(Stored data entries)
::::::::::

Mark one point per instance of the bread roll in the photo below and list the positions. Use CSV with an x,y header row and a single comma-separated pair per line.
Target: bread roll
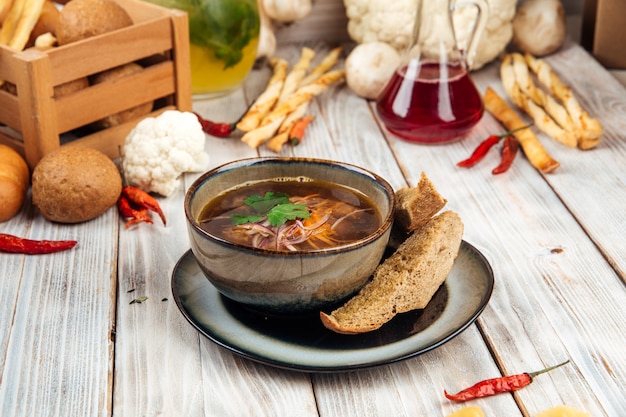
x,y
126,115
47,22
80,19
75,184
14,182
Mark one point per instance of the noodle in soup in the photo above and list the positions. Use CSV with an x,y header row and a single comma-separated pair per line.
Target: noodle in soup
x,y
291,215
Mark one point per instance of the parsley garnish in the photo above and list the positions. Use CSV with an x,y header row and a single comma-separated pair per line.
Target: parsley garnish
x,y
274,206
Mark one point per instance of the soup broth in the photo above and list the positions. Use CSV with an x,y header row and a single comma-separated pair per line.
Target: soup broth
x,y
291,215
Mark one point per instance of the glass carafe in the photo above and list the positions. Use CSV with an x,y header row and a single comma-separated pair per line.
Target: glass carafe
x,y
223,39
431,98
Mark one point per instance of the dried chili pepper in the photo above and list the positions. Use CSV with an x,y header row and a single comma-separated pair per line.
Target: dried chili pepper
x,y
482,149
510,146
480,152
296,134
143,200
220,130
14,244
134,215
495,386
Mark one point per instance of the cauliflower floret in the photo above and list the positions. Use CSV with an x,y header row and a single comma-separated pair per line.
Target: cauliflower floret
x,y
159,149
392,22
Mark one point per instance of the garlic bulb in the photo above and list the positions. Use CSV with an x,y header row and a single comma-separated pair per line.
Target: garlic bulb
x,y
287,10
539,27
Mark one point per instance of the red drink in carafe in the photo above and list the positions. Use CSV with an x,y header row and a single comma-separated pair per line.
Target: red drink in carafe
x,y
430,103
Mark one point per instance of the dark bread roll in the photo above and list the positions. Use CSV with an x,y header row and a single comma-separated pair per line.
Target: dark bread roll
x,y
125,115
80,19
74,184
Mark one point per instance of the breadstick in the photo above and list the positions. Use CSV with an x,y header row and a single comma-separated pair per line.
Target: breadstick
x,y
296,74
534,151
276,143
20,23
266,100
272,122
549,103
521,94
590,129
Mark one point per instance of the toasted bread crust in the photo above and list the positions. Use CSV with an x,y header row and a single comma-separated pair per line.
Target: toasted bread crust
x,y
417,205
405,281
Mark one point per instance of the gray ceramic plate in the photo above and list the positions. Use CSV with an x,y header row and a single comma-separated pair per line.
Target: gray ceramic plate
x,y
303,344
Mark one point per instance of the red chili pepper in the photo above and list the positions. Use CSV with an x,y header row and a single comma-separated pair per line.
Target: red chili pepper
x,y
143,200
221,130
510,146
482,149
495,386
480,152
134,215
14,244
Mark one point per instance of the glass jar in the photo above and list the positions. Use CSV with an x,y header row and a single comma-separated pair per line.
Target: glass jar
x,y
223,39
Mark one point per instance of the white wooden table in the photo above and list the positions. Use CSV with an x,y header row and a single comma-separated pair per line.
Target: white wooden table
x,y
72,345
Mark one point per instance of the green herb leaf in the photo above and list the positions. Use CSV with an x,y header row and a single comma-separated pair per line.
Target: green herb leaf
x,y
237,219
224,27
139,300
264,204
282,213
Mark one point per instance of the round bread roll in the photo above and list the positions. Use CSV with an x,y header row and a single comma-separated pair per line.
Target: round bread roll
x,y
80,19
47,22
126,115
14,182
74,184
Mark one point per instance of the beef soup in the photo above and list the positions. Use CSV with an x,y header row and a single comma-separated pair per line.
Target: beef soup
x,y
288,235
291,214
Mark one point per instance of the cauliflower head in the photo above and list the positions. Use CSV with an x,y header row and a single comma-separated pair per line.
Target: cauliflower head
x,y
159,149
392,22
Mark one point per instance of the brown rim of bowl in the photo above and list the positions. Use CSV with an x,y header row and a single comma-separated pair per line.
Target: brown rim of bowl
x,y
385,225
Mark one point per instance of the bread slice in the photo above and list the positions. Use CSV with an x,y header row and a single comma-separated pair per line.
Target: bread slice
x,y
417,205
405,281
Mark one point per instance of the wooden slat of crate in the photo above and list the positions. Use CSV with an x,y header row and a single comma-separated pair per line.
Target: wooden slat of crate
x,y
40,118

::::::::::

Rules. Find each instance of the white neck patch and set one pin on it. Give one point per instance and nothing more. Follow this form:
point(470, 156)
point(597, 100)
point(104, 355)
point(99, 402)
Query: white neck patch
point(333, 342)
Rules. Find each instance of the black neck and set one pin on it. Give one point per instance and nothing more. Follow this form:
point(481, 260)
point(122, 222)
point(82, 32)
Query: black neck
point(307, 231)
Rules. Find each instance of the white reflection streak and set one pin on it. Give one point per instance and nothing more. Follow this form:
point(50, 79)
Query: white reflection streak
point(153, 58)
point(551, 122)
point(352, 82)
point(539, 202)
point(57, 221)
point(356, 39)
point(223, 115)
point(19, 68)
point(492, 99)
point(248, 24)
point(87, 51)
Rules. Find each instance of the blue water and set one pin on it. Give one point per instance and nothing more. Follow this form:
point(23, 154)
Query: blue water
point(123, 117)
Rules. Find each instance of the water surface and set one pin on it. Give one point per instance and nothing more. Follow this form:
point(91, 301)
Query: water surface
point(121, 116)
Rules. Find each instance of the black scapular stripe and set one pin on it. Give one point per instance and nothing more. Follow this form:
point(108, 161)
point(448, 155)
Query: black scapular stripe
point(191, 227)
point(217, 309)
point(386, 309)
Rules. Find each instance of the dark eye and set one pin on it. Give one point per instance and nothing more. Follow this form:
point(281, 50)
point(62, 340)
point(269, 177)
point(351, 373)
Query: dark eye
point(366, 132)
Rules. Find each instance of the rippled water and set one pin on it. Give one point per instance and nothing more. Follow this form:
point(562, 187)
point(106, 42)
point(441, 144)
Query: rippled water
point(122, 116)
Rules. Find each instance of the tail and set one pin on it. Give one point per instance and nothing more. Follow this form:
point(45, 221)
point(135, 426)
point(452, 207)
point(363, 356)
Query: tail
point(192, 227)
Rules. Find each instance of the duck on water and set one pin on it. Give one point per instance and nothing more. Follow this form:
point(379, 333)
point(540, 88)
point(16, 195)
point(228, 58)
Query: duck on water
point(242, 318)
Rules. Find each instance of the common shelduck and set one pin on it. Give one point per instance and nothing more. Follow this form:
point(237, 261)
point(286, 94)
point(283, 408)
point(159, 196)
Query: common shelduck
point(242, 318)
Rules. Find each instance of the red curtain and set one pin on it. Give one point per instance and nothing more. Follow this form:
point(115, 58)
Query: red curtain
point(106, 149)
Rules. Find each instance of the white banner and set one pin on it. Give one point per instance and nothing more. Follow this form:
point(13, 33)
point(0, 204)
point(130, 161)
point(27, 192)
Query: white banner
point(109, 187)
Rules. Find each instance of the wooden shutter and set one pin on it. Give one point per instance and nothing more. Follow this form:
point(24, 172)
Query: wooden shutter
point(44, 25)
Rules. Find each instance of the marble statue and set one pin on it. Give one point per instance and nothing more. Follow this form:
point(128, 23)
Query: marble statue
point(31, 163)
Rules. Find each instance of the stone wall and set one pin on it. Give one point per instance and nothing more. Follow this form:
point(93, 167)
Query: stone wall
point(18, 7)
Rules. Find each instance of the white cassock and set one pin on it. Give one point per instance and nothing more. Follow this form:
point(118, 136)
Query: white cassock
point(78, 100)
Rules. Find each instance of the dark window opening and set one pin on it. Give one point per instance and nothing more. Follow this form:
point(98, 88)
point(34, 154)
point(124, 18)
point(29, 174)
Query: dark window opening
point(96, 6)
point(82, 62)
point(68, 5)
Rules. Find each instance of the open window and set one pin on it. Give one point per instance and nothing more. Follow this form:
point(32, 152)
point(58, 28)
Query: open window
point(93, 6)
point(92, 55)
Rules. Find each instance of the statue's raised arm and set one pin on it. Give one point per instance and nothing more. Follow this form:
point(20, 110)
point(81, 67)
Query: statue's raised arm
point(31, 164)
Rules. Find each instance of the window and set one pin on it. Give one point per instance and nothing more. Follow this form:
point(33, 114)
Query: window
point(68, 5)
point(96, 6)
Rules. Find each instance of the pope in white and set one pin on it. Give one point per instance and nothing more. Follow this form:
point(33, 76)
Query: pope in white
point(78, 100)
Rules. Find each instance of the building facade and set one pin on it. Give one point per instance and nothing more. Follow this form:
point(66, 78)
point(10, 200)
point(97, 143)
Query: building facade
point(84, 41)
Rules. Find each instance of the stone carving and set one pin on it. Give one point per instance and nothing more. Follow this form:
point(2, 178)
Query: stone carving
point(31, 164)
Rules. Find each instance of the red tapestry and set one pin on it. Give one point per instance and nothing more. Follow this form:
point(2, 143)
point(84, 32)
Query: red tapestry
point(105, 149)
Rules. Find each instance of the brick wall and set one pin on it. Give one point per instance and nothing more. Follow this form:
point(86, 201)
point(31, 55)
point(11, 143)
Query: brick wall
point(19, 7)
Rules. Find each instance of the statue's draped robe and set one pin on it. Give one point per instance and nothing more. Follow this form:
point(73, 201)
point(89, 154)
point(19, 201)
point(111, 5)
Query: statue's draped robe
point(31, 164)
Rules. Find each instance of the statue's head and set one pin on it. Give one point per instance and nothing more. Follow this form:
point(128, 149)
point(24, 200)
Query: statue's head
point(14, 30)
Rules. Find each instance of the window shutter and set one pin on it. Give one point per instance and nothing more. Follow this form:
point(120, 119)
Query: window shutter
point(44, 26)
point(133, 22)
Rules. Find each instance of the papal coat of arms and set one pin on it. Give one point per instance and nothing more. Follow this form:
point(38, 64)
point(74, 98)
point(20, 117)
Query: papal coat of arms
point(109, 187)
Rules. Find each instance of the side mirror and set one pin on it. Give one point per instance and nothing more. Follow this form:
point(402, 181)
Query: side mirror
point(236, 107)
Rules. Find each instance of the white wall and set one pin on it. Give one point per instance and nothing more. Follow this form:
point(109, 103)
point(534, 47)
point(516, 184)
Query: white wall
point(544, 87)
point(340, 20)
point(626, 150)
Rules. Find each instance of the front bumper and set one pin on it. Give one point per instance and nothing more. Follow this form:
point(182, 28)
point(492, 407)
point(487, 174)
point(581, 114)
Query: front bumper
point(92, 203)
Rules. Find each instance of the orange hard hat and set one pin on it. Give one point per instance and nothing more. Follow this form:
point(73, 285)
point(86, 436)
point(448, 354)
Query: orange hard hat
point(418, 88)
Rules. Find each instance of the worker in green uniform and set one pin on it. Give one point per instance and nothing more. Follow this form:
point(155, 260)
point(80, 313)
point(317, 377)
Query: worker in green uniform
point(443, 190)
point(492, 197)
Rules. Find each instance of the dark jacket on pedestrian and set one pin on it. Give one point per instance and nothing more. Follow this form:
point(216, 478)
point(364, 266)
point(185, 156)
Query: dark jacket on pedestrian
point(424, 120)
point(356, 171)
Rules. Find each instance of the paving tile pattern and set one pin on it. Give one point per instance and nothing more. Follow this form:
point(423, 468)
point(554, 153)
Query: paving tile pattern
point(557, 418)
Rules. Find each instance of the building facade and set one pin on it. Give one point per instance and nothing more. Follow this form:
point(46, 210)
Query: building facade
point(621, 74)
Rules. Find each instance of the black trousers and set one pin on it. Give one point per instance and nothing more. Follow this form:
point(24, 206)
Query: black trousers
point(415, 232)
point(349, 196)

::::::::::

▶ [EXERCISE GOAL]
Take the line above containing "point(115, 58)", the line containing "point(66, 78)", and all lines in between, and copy them exactly without anything else.

▶ [TASK RESULT]
point(115, 58)
Query: red curtain
point(106, 149)
Rules. Find each instance of the white banner and set one pin on it. Give one point per instance and nothing more. Follow this form:
point(13, 33)
point(0, 204)
point(130, 161)
point(27, 192)
Query: white banner
point(109, 187)
Rules. Find each instance of the wooden shutter and set one pin on it. Give one point per instance and nothing more. Follow this form:
point(24, 172)
Query: wooden shutter
point(44, 25)
Rules. Find each instance of the marble statue and set one pin on it. Give one point per instance and nothing more. Follow this form:
point(128, 23)
Query: marble statue
point(31, 163)
Rules. Find each instance of the stone wall and set one pin on it. Give one point per instance and nothing more. Follow this form:
point(93, 167)
Query: stone wall
point(18, 7)
Rules. Find each instance of the white cassock and set one pin on it. Give one point per instance and nothing more. Follow this form:
point(118, 136)
Query: white cassock
point(78, 100)
Rules. Find each instance of the dark window opening and set one pin on it. Give one point per instance and nothing more. Follow this form:
point(98, 88)
point(34, 154)
point(124, 18)
point(29, 174)
Query: dark window opening
point(96, 6)
point(82, 62)
point(68, 5)
Rules. Find each instance of the open window and set one pin on it. Give one point per instance and nothing more. Follow this form:
point(32, 152)
point(58, 28)
Query: open window
point(93, 6)
point(92, 55)
Rules. Find each instance of the statue's raised arm and set one pin on it. Give one point per instance and nothing more. Follow this form:
point(20, 110)
point(81, 67)
Query: statue's raised arm
point(31, 164)
Rules. Find each instance of the window and set one pin on it. Give one point per instance and nothing more. Follow this form:
point(33, 114)
Query: window
point(68, 5)
point(96, 6)
Rules. Find each instance of the pope in white and set one pin on it. Give one point per instance and nothing more. Follow this form:
point(33, 76)
Query: pope in white
point(78, 100)
Rules. Find each instance of the building facade and set one pin on it. Give one point per instance and nothing more. Follow this form:
point(66, 78)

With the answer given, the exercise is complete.